# DIRECTIONS
What you give back should be exactly the opening lines of the data, ending with the line that contains "form (129, 213)?" and including it.

Stored data
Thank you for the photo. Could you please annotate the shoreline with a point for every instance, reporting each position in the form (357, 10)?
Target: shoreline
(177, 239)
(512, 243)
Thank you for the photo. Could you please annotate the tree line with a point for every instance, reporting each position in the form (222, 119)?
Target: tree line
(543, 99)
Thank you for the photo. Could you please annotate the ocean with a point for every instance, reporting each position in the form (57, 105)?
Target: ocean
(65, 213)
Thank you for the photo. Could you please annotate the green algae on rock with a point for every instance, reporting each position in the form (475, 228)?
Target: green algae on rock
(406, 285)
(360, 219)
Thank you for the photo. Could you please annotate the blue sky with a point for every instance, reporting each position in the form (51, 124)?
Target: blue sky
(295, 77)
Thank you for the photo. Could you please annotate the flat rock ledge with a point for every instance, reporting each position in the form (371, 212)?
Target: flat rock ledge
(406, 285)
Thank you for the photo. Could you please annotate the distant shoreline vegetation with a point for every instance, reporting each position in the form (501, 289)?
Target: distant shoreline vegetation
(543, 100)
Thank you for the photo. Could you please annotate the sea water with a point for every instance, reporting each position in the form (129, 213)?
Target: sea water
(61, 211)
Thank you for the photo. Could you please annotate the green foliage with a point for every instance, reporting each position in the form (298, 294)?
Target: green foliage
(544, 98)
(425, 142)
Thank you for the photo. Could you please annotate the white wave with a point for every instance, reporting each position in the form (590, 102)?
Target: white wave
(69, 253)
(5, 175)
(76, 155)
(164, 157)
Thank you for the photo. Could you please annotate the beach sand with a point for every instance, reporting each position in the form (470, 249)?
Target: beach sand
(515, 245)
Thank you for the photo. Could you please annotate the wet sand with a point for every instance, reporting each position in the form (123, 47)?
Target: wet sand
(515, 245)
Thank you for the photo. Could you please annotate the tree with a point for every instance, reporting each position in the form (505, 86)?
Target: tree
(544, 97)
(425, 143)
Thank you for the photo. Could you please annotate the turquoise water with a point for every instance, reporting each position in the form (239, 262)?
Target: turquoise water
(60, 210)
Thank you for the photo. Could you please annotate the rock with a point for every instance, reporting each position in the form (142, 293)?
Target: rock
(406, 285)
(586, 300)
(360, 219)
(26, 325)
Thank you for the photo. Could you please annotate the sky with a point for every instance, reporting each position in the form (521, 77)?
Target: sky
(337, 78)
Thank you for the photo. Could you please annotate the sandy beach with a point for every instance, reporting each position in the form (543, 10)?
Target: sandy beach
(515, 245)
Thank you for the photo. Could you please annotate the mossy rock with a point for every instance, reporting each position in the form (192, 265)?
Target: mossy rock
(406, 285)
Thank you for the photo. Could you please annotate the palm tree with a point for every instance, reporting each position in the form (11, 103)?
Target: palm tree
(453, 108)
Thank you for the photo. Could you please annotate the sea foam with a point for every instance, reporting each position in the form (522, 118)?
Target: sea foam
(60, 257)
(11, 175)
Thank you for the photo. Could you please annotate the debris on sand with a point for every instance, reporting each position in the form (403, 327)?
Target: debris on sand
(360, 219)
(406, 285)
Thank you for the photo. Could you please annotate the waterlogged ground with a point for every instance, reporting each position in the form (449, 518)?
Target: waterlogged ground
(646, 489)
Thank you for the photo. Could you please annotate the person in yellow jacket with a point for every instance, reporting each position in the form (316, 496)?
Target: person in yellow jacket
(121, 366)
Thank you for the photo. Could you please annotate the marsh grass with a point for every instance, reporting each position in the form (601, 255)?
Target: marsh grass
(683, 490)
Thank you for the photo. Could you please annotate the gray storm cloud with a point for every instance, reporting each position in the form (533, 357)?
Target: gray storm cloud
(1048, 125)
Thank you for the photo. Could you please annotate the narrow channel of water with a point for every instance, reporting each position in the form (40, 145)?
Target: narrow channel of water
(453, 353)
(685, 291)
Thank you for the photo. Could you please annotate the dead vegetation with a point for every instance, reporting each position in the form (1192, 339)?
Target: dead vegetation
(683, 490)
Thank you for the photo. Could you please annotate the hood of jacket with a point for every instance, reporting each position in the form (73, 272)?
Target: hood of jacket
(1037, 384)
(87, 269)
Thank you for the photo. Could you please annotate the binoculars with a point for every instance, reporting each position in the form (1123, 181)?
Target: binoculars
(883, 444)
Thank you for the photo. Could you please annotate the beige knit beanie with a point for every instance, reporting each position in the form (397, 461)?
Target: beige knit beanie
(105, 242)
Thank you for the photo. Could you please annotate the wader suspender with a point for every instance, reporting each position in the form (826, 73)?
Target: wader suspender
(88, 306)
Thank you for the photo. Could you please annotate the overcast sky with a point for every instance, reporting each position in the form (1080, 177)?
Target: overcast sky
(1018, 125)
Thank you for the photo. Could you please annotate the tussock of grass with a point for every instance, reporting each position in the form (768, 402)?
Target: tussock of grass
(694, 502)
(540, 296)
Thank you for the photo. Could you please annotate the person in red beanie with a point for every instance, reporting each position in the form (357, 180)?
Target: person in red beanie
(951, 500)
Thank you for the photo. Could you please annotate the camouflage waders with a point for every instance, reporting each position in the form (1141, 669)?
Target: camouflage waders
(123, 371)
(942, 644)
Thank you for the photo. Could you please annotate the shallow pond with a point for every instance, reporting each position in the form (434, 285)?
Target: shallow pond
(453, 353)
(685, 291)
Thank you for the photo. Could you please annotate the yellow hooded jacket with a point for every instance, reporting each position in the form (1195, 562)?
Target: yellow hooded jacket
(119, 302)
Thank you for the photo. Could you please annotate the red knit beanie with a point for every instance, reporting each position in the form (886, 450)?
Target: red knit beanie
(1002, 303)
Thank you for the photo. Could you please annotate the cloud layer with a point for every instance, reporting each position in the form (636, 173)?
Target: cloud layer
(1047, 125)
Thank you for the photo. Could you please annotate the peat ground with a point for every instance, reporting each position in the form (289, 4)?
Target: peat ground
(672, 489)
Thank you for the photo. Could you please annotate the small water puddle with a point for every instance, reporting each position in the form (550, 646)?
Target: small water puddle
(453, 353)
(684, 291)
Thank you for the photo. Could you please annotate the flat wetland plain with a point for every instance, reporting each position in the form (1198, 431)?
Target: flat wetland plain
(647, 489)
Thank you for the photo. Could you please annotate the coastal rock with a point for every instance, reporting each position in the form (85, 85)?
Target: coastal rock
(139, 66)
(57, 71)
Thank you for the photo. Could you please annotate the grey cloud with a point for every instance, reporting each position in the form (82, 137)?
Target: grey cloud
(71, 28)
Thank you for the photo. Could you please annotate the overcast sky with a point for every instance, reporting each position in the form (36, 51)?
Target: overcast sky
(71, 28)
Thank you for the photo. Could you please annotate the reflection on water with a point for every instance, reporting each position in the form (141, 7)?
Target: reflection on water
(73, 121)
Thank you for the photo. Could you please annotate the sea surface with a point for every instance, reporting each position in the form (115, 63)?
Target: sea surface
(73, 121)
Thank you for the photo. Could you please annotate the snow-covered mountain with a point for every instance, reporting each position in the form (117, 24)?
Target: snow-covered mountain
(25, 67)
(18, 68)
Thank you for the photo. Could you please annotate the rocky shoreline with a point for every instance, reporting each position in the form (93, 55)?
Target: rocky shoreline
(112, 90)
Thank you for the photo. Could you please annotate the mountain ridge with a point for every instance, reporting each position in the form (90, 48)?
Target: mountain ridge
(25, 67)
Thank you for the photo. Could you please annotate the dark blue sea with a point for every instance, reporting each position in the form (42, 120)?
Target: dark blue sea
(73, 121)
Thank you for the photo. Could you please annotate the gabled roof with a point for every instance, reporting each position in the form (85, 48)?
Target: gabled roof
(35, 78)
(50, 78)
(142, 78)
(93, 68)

# EXERCISE OUTPUT
Thank you for the photo. Could you please annotate the shoreline with a point for every instance, reporting each position in the form (357, 10)?
Target: shoreline
(177, 239)
(512, 243)
Thank you for the photo. Could you please annotate the tree line with a point for every instance, reporting each position in the form (222, 119)?
Target: tree line
(543, 99)
Thank you for the photo. Could you please annotate the ocean with a point for every instance, reporting each position in the form (57, 105)?
Target: ocean
(65, 213)
Thank you for the photo. Could you please annotate the green algae on rock with a point for every instance, reporting each position in the form (475, 228)?
Target: green algae on rock
(406, 285)
(360, 219)
Thank you for the photo. Could you please annotate the blue sky with a point for every instance, reporting each position in the form (51, 124)?
Target: blue sky
(295, 77)
Thank you for the photo. Could you please annotate the flat rock ledge with a point for every instance, reporting each position in the form (371, 212)?
Target: flat rock ledge
(406, 285)
Thank you for the photo. Could you please annotate the distant shoreline vegetation with a point for every instance, reporting each position in the form (501, 289)?
Target: distant shoreline vegetation
(543, 100)
Thank you for the photo. Could you please annotate the sea water with a point for every instance, reporting each position in the form (129, 213)?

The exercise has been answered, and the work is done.